= Work to be completed =
Nothing outside the range is wanted. Repeat exactly the lines below from the one with "Target: ornamental lamp column" through the one with "the overcast sky.".
═══ Recorded data ═══
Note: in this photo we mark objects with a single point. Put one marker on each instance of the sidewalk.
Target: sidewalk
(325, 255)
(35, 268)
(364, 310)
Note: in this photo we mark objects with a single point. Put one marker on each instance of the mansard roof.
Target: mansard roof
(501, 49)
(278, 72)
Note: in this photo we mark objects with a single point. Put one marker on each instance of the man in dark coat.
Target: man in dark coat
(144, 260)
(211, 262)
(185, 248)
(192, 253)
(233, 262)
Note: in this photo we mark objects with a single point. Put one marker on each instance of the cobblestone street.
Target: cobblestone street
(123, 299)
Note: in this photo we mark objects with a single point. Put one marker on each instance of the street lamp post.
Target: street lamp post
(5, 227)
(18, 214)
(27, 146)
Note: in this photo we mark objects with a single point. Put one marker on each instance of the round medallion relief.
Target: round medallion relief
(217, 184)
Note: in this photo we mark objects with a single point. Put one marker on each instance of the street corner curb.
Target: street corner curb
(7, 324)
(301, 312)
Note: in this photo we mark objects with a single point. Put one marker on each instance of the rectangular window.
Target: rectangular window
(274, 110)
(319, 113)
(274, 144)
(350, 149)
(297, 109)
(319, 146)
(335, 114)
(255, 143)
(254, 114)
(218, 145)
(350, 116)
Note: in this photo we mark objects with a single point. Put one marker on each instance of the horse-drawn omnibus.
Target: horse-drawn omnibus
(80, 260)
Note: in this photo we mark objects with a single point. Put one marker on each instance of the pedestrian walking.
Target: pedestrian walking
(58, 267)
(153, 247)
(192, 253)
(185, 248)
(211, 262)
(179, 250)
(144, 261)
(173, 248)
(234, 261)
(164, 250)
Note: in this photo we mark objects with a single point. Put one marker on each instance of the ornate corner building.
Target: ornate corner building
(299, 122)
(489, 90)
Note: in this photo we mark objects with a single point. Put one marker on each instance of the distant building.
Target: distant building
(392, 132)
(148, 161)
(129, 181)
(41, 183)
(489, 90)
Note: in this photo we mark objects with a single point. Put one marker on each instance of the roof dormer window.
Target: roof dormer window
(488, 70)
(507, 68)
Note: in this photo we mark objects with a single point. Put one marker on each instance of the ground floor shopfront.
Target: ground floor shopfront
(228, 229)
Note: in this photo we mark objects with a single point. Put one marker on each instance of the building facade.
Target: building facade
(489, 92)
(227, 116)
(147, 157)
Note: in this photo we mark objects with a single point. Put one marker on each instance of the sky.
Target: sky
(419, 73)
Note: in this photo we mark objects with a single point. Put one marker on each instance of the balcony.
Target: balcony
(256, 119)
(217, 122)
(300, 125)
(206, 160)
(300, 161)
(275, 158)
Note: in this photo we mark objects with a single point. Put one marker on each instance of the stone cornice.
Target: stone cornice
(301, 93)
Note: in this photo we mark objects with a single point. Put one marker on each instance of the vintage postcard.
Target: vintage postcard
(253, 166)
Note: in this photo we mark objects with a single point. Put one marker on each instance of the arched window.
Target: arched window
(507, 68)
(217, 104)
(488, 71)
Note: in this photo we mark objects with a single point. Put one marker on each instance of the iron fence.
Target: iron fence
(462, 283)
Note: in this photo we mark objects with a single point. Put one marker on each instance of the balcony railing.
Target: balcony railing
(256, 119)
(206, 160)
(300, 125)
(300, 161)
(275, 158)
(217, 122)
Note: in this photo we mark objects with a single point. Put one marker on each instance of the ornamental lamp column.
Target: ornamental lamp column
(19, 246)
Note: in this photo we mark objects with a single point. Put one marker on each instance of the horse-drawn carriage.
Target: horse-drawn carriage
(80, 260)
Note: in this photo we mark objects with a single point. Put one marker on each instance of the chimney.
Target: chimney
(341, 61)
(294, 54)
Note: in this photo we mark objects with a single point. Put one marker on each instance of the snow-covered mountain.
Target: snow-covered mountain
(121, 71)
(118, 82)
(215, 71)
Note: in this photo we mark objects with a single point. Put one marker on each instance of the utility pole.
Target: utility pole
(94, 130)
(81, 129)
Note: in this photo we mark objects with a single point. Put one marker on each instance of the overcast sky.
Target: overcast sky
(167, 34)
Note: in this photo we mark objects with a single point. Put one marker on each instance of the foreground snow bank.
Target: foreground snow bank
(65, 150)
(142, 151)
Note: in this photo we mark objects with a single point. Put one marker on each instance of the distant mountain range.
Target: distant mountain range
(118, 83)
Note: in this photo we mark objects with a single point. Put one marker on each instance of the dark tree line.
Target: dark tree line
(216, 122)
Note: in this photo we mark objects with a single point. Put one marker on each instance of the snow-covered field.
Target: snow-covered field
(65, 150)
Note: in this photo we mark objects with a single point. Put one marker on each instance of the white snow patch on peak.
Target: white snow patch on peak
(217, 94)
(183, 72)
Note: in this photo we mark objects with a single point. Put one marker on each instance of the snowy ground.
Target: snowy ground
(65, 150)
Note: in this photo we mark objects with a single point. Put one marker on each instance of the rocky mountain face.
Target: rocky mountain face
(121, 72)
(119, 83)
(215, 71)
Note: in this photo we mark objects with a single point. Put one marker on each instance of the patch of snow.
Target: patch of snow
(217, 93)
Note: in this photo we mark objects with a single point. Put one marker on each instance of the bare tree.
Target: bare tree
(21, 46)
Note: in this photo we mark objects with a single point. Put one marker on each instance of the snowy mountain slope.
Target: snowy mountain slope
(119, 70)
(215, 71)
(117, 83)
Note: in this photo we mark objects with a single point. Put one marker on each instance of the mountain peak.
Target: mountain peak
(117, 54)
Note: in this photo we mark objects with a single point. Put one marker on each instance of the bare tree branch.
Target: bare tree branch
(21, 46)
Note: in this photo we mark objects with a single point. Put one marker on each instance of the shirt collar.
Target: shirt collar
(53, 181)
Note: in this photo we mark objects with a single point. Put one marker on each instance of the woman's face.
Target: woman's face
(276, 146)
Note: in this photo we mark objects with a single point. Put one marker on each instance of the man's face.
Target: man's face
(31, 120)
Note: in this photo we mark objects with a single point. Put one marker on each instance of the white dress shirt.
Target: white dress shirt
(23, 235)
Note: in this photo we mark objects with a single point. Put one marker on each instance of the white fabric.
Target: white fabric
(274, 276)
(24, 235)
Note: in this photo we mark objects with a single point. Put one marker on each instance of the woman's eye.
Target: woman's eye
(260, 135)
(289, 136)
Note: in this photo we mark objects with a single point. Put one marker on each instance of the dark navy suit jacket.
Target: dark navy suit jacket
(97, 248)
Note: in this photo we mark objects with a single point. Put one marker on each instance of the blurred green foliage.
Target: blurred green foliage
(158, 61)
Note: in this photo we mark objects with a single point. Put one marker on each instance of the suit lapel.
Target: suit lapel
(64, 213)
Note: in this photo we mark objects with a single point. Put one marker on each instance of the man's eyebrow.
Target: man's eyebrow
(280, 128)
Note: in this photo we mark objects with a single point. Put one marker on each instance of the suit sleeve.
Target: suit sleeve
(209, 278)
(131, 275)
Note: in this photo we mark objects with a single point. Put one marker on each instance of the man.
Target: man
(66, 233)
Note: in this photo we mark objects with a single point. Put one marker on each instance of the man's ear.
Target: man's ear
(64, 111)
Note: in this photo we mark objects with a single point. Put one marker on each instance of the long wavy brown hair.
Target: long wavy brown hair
═══
= Written solution =
Target: ornamental lamp column
(19, 246)
Note: in this photo we mark objects with a single point. Put one marker on each instance of the horse-drawn carriage.
Target: horse-drawn carriage
(80, 260)
Note: in this photo we mark objects with a single point. Put one marker on each instance of the chimney.
Target: chimney
(341, 61)
(294, 54)
Note: in this photo we mark objects with a single point. Put one marker on each instance of the snow-covered mountain.
Target: snow-covered mountain
(121, 71)
(118, 82)
(215, 71)
Note: in this photo we mark objects with a single point. Put one marker on each instance of the utility pole.
Target: utility pole
(94, 130)
(81, 129)
Note: in this photo we mark objects with a single point. Put one marker on each instance of the overcast sky.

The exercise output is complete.